- Author(s): dapengzhang0, dfawley, ejona86, markdroth
- Approver: markdroth
- Status: Implemented
- Implemented in: C-core, Java
- Last updated: 2021-08-24
- Discussion at: https://groups.google.com/g/grpc-io/c/EAbFqaJWp5w
This document is a proposal on how gRPC client would expose OpenCensus metrics and tracing when retry is enabled. It can be considered as an augment of the retry gRFC.
There are a collection of OpenCensus metrics for gRPC. When adding retry support to gRPC, we need to clearly define the measurement points for those metrics and add some retry specific metrics to OpenCensus library to present a clearer picture of retry attempts. The retry gRFC discussed exposing three additional per-method metrics for retry. However, no detail on how to record and expose these metrics was discussed. Also, these metrics still provide very limited information and the histogram view (the third metric) is not very useful because maxAttempts
is always less than or equal 5. Besides the number of retry attempts, users may also be interested in the total number of transparent retries and the total amount of delay time caused by retry backoff.

::::::

◆ Short problem:
Answer these about the retry metrics proposal above:
(a) In which implementations has the proposal been implemented?
(b) How many additional per-method metrics for retry did the retry gRFC discuss exposing?
(c) What value is maxAttempts always less than or equal to?

◆ Extracted records:
::::::

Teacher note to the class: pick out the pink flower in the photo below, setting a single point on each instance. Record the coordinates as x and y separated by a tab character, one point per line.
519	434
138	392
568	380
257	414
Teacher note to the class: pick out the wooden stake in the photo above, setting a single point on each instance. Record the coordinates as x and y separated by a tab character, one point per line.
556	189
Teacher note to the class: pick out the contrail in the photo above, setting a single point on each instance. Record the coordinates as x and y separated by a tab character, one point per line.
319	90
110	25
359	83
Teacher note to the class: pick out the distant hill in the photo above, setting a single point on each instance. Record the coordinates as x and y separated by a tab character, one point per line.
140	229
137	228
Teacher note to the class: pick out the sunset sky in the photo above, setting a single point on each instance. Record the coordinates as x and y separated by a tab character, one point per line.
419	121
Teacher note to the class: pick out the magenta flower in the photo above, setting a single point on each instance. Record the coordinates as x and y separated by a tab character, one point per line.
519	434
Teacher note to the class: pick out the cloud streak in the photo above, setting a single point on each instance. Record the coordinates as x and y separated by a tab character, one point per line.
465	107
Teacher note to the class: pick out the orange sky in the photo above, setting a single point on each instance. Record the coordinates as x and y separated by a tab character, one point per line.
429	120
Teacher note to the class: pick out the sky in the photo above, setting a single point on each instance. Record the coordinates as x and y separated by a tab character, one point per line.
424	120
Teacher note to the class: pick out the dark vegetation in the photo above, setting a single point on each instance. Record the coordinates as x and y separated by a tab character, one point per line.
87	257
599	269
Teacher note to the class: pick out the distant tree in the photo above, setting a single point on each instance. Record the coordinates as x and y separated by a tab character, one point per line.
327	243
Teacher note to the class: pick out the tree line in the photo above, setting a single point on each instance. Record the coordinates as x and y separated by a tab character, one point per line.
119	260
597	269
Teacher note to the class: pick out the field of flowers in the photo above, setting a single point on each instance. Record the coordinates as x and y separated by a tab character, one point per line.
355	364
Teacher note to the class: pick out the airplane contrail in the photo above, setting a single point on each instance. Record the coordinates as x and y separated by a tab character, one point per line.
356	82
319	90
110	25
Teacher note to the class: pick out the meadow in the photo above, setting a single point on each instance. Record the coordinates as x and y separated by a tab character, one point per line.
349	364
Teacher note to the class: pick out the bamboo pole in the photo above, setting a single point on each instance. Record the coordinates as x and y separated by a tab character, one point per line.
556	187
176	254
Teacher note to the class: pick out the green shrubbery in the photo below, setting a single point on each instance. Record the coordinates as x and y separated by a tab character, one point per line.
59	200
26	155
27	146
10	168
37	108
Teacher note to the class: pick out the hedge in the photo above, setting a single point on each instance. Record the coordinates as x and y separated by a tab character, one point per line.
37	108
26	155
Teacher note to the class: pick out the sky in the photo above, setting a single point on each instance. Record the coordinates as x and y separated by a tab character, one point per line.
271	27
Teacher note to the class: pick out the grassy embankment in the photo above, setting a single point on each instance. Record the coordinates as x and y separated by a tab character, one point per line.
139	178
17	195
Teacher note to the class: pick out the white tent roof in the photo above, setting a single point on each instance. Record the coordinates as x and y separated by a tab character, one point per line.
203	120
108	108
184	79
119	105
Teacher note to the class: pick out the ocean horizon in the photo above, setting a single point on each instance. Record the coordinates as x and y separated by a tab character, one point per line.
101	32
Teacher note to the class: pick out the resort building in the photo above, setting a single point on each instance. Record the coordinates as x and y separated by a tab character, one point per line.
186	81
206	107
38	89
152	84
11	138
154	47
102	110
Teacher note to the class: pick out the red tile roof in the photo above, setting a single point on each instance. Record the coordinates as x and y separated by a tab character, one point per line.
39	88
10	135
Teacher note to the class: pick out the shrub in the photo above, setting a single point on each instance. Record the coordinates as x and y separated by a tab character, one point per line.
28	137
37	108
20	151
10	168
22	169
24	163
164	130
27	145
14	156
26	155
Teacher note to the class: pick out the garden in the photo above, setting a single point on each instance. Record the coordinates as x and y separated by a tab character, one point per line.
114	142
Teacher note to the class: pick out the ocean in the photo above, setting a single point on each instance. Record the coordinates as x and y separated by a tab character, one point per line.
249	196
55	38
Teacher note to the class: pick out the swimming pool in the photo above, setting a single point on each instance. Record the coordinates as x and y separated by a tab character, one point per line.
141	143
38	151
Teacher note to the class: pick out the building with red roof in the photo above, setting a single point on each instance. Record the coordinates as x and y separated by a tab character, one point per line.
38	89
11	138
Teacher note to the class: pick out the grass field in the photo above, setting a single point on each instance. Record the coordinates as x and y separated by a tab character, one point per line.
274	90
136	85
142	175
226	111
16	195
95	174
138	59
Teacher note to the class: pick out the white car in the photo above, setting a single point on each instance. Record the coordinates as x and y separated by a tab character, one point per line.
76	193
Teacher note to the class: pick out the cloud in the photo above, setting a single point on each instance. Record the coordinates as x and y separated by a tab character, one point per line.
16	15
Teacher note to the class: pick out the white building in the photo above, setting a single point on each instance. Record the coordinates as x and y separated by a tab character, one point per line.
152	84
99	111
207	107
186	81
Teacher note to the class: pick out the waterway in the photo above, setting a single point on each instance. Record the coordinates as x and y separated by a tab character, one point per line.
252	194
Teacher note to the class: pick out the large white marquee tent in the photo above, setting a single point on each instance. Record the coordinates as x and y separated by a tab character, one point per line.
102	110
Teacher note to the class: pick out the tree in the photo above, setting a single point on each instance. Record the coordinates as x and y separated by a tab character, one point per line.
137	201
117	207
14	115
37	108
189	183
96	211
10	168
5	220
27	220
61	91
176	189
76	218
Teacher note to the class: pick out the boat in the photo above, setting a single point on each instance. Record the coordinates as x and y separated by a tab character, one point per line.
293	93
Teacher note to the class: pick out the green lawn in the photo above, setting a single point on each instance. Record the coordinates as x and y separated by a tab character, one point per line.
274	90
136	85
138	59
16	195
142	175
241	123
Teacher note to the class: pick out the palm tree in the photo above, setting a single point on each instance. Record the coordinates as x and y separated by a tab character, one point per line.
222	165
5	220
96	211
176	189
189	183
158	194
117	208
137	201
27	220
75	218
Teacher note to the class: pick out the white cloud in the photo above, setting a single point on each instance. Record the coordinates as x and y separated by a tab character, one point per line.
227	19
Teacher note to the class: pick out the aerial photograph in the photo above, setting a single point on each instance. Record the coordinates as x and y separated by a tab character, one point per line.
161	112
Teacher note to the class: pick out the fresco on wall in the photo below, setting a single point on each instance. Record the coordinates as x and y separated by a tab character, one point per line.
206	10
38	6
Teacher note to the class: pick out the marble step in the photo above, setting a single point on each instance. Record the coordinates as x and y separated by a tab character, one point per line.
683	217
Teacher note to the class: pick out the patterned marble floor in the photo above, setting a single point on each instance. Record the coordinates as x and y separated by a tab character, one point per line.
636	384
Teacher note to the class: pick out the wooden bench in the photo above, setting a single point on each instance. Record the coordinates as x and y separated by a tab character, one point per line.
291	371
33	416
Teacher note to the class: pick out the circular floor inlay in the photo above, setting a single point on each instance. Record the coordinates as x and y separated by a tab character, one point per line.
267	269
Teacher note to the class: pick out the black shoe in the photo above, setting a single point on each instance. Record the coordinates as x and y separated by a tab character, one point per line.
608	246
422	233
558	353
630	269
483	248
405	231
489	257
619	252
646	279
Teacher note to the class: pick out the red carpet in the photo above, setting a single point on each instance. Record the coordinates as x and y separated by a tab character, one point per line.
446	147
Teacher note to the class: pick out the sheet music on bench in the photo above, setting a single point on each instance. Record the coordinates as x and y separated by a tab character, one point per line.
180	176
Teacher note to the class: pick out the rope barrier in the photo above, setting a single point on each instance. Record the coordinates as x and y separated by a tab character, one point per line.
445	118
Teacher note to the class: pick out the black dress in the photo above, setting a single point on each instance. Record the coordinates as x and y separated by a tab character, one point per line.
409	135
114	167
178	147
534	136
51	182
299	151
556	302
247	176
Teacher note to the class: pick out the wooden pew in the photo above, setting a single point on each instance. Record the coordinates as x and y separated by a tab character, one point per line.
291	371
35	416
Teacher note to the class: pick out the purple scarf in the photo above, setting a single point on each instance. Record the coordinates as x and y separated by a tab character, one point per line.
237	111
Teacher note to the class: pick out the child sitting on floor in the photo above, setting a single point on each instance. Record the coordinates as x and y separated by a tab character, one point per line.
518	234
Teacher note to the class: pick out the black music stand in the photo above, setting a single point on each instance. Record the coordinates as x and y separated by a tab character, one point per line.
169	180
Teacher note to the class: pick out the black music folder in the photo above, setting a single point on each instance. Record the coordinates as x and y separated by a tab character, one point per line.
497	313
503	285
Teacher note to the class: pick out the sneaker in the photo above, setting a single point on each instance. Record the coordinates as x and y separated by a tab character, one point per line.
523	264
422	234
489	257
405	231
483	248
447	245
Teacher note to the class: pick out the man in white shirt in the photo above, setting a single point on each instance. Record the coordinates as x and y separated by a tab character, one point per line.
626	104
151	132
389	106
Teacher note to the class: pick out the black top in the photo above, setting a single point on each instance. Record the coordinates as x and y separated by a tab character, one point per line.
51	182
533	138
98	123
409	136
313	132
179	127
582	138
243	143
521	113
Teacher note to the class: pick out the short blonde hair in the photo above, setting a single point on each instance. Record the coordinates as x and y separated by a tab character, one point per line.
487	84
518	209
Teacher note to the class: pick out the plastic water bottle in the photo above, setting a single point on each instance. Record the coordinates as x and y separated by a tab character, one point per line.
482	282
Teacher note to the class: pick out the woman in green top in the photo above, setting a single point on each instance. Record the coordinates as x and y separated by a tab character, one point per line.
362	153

::::::

◆ Solution to the exercise:
(a) C-core and Java
(b) Three
(c) 5